#### SELECTED PASSAGE
It's comforting to know that there are *cough*, as Lee Goldberg might put it, "real" writers out there who support, read, and love fan fiction. I have to say though, even if you weren't published, and I'd only read Into the Wilderness on a website, you'd still be a very *real* writer to me.

Thank you!

Cindy A. Best

Posted by: Cindy at June 18, 2005 11:01 PM

Thanks, Cindy. I appreciate your kind words, especially as I struggle with the fifth book in the series.

Posted by: sara at June 18, 2005 11:49 PM

So to follow Lee Goldberg's argument, if we give a kid some paper and tell them to draw something and they draw Spiderman or Snow White, we condemn them, tell them its wrong? I suppose then we have to ban fancy dress parties or silence a child who begins to construct his own idea of what Spiderman 3 will be about. Does Lee Goldberg not see that fanfic and all similar expressions such as fanart are labours of love? Once a writer writes a story, its out there, it becomes part of the reader's consiousness. (I thought that was the point). How then can one forbid or condemn someone from wanting to express themselves creatively and explore the boundaries of their imagination through those loved characters. Writing fanfic and profiting financially from fanfic are two completely different things, I believe. We all know that the two are not necessarily linked. Does Lee Goldberg?

And another point. Where in this does satire fall? Many a professional writer and movie studio have profited from using someone else's character to create a satire. Do they have to obtain permission from the copyright holder to do this? Does the local high school drama teacher have to obtain permission to do a satire of, say, Romeo and Juliet? Or what about the Year 12 (final year high school) student who writes a satirical poem about, say, Pride and Prejudice? Is that OK, Lee?

Posted by: Jacqui at June 19, 2005 03:04 AM

Fanfic sounded extremely suspect to me. However, I super fantastically love "Pride and Prejudice," so when this site mentioned "Mr. Darcy Takes a Wife," I thought I'd try it. (Knowing in my own mind, of course, that it would probably fall abysmally short of "P&P.;")But I LOVED Berdoll's sequel.

#### Point localization data
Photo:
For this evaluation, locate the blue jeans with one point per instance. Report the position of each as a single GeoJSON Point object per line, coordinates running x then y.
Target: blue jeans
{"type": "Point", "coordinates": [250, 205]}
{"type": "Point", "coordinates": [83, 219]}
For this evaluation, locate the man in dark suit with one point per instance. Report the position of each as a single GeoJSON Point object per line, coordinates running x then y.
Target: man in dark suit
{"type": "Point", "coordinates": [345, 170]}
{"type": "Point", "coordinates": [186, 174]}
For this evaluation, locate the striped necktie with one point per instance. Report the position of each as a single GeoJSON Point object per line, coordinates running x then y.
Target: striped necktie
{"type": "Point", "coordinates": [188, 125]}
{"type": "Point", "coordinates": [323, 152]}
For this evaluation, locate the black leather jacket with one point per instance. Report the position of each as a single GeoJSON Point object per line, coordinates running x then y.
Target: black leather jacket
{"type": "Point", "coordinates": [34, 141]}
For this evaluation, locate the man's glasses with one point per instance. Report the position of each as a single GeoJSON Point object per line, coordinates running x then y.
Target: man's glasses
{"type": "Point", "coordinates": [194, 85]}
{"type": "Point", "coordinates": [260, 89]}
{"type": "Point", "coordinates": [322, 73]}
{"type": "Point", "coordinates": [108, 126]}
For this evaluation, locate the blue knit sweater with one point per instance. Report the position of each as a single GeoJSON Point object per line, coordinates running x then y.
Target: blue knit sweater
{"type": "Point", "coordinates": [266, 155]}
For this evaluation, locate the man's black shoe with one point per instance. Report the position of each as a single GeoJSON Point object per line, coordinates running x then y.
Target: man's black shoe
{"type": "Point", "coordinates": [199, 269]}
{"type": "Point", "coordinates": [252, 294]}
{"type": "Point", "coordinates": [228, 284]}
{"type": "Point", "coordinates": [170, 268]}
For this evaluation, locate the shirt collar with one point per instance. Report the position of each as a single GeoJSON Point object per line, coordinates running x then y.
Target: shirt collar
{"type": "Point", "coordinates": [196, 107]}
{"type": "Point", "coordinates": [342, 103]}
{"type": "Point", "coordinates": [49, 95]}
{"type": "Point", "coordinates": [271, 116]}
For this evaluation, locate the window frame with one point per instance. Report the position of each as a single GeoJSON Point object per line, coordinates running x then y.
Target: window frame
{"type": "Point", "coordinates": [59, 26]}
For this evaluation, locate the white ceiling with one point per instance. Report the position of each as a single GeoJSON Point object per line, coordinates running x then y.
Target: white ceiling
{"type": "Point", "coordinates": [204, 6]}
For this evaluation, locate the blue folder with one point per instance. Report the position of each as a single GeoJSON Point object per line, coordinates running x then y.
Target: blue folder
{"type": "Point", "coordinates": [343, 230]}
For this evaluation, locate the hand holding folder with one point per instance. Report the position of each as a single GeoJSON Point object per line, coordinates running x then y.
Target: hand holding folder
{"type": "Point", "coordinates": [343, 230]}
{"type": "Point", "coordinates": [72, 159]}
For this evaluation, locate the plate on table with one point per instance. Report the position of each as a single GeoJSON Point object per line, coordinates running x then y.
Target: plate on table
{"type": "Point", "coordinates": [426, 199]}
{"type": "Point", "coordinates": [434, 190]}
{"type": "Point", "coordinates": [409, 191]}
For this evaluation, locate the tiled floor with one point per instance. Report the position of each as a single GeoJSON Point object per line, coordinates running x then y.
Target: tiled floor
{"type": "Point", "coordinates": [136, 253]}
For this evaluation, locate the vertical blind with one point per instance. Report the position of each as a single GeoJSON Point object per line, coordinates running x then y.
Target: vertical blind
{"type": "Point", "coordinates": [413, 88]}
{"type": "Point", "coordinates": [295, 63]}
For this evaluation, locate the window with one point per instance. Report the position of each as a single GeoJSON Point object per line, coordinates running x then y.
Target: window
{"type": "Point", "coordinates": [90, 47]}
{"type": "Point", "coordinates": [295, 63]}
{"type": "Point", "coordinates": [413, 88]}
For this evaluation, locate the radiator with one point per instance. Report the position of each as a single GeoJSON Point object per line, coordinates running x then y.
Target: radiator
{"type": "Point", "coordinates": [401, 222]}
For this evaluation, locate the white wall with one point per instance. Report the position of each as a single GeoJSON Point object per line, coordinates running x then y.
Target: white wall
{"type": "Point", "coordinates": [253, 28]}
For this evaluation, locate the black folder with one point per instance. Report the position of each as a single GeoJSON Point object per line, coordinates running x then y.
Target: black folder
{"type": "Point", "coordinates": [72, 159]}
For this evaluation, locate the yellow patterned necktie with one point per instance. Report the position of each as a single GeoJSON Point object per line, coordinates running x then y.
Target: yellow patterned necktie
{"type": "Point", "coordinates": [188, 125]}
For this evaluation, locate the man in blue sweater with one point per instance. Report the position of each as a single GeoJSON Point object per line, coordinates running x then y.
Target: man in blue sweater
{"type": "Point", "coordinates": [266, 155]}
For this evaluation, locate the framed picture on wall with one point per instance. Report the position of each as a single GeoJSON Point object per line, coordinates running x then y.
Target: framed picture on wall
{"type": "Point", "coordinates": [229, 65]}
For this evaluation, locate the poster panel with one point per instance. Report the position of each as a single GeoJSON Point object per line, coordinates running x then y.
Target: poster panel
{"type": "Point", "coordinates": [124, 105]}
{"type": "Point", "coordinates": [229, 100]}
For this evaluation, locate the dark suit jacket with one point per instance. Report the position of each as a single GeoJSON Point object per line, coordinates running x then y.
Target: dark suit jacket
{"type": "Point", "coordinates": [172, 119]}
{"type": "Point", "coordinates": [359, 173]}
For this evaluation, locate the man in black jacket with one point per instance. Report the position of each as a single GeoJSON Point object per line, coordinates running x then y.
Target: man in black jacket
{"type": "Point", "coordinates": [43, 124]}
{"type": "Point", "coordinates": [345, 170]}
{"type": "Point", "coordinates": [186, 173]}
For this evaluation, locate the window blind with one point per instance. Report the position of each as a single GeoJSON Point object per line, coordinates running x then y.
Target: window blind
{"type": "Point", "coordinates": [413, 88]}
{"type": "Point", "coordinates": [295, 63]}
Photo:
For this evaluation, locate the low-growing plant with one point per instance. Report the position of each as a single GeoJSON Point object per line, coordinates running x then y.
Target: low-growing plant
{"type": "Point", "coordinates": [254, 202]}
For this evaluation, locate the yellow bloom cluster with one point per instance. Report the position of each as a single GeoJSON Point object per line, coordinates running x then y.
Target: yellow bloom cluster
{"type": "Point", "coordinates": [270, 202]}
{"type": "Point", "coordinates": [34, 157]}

#### ACTION ITEM A
In the fan fiction comments, what does Jacqui say Year 12 is?
#### ACTION ITEM B
Carry on the fan fiction comments from the last sentence shown.
The material plays no part in this.

#### TASK OUTPUT A
The final year of high school.

#### TASK OUTPUT B
I will say this, though. Berdoll's book was fantastic, and I was happy to have a chance to visit with my old friends. But I never forgot that it was Berdoll writing their new adventures and not Jane Austen. And, more importantly, Berdoll never seemed to want me to forget it. She wasn't trying to usurp Austen's glory or criticize or warp the original text. She was performing the greatest homage possible--Berdoll loved the characters enough, just as many fans of Austen and other authors do, to not want the story to end, to wonder breathlessly what happened next. What greater praise is there than that?

Posted by: Sarah at June 19, 2005 11:10 AM

Thirty years ago, I belonged to a Star Trek fan club. We had a small magazine published quarterly which contained fanfiction. Each of approximately 35 pages was typed, run through the mimeograph, collated, stapled, put into envelopes, labeled, sorted by zip code and carried to the post office. It was a labor of love sent to about 250 people.
Today my fourteen year old daughter writes fanfiction based on a favorite book series. She enters it on the computer, touches a button and the world can read it.

It may be easier to find today, but fanfiction is still amateur writing. It's a starting point, a way to practice. I doubt that publishers are scanning fanfiction sites for new authors. They all have legal departments to explain plagiarism.

I mentioned the long departed Star Trek fanzine because one of the members is now a professional writer of TV scripts, original fiction and Star Trek tie-ins. He also has a blog, which names the fanzine at the end of a very long bibliography.